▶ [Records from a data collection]

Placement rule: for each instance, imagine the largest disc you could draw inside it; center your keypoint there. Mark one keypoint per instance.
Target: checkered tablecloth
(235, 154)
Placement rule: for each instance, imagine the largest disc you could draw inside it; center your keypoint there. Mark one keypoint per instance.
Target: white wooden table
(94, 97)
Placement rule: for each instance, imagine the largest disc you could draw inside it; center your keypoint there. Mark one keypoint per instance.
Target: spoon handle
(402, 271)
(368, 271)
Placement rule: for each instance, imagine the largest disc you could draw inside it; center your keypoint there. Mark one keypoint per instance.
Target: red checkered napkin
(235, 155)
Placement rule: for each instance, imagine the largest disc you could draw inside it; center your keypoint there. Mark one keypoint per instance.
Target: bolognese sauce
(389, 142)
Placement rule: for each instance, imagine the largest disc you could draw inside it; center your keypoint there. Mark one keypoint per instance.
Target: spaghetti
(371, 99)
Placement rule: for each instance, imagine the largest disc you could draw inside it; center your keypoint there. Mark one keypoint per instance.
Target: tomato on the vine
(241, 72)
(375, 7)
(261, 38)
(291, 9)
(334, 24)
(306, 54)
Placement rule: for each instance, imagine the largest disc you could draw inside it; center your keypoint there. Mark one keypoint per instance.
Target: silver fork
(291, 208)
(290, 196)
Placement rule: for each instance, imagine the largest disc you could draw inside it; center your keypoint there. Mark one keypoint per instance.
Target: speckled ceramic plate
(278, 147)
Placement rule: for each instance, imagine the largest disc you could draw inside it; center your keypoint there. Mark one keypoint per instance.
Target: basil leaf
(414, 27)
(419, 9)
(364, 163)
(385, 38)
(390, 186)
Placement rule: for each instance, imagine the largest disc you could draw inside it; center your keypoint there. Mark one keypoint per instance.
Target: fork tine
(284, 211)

▶ [Your objective] Nothing in the records may be left out; copy them all exactly.

▶ [Solution below]
Placement rule: for each instance, imagine the largest disc you could draw inside it; center your keypoint there. Mark one keypoint per instance.
Target: checkered tablecloth
(235, 154)
Placement rule: for each instance, imagine the largest disc you could draw inside it; center your keypoint there. Mark one keypoint per instance.
Target: white wooden table
(94, 97)
Placement rule: for each instance, imagine the largest disc you could draw inside it; center your keypoint there. Mark one keypoint per instance.
Target: spoon handle
(402, 271)
(368, 271)
Placement rule: for each instance, imagine the largest disc you could draw inside it; center your keypoint there. Mark one keypoint per instance.
Target: red checkered napkin
(235, 155)
Placement rule: for each instance, imagine the largest disc you could draw inside it; center your keypoint there. Mark one keypoint per instance.
Target: bolognese sauce
(389, 142)
Placement rule: for each instance, imagine the largest disc you could draw inside it; center your keypoint there. Mark one keypoint per instance.
Target: spaghetti
(371, 99)
Placement rule: for each instance, imagine the largest disc you could draw inside it; center your keypoint there. Mark one keypoint per instance.
Target: tomato on the vine
(241, 72)
(375, 7)
(261, 38)
(291, 9)
(334, 24)
(306, 54)
Placement rule: for each instance, imagine the largest disc you could draw inside it; center your keypoint there. Mark one keypoint per instance.
Target: silver fork
(291, 208)
(290, 196)
Placement rule: for each instance, imagine the largest disc you could draw inside it; center your keypoint there. Mark one keypoint per instance.
Target: speckled ceramic plate
(278, 147)
Placement rule: for each instance, imagine the largest disc you could draw inside it; center your keypoint there. Mark one keypoint per instance.
Target: basil leaf
(414, 27)
(419, 9)
(364, 163)
(385, 38)
(390, 186)
Placement rule: for each instance, imagine the largest disc you could draw inside it; center your keypoint there. Mark one keypoint per instance.
Target: fork tine
(284, 211)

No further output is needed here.